** begin Source text **

May 18


What was advertised in a colonial American newspaper 250 years ago today?

Supplement to the Boston-Gazette (May 18, 1772).


This advertisement features an item that many of us probably take for granted in the twenty-first century.  Umbrellas first appeared in England in the 1760s.  In the eighteenth-century, the umbrella stirred up a lot of social attention.  According to Kate Haulman, “Though large and clumsy by modern standards, the umbrellas of the late eighteenth century were brightly colored items of fashion made of oiled silk, stylistic spoils of empire hailing from India.”  Umbrellas were popular for the upper class, especially women, leading to a lot of controversy surrounding their use.  “Some regarded umbrellas as ridiculous and frivolous, serving no purpose that a good hat could not supply. Others called them effeminate, appropriate only for use by women.”  In this advertisement, Isaac Greenwood of Boston emphasized women and girls as customers for his “UMBRILLOES.”  When umbrellas debuted in colonial America they were a controversial and uncommon accessory that “received positive and negative attention.”[1]



By the time this advertisement appeared in the Boston-Gazette in the spring of 1772, Isaac Greenwood was already familiar to many of the residents of Boston.  They may have spotted women and girls carrying his umbrellas as they traversed the streets of the city.  Readers of the Boston-Gazette saw his advertisements, many of them featuring a distinctive woodcut that depicted a woman carrying an umbrella.  Greenwood first included that image in an advertisement that ran in the May 20, 1771, edition of the Boston-Gazette.  Over the course of the next year, he periodically ran additional advertisements that featured the woman with the umbrella.

In that time, he sought to expand his clientele by offering even smaller umbrellas for young girls.  In May 1771, he declared that “Ladies may be supplied with all Sizes, so small as to suit Misses of 6 or 7 Years of Age.”  A year later, he revised the copy to state that “Ladies may be supplied with all Sizes, so small as to suit Misses of 4 or 5 Years of Age.”  Eager to sell his product, Greenwood took a position in the debates about umbrellas.  They were appropriate for women and even young girls.

** end Source text **

Tasks:
#1 In the text about the umbrella advertisement, rewrite the passage from "By the time" up to and including "with the umbrella.", replacing "woodcut" with "engraving".
#2 According to the text about the umbrella advertisement, in which edition of the Boston-Gazette did Greenwood first use the image of a woman carrying an umbrella?
#3 Translate this sentence from the text about the umbrella advertisement into Spanish: "Umbrellas first appeared in England in the 1760s."

** begin Stored data **

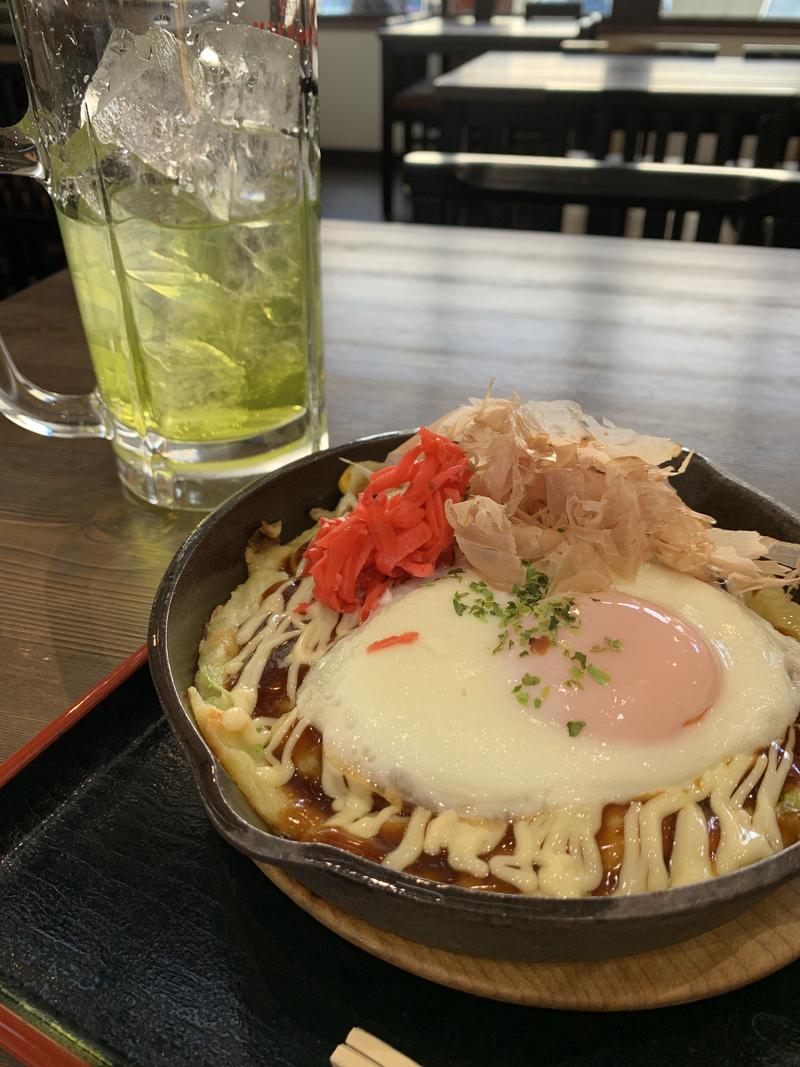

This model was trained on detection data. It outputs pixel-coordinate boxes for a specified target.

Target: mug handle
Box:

** end Stored data **

Answer set:
#1
By the time this advertisement appeared in the Boston-Gazette in the spring of 1772, Isaac Greenwood was already familiar to many of the residents of Boston.  They may have spotted women and girls carrying his umbrellas as they traversed the streets of the city.  Readers of the Boston-Gazette saw his advertisements, many of them featuring a distinctive engraving that depicted a woman carrying an umbrella.  Greenwood first included that image in an advertisement that ran in the May 20, 1771, edition of the Boston-Gazette.  Over the course of the next year, he periodically ran additional advertisements that featured the woman with the umbrella.

#2 The May 20, 1771, edition.

#3 Los paraguas aparecieron por primera vez en Inglaterra en la década de 1760.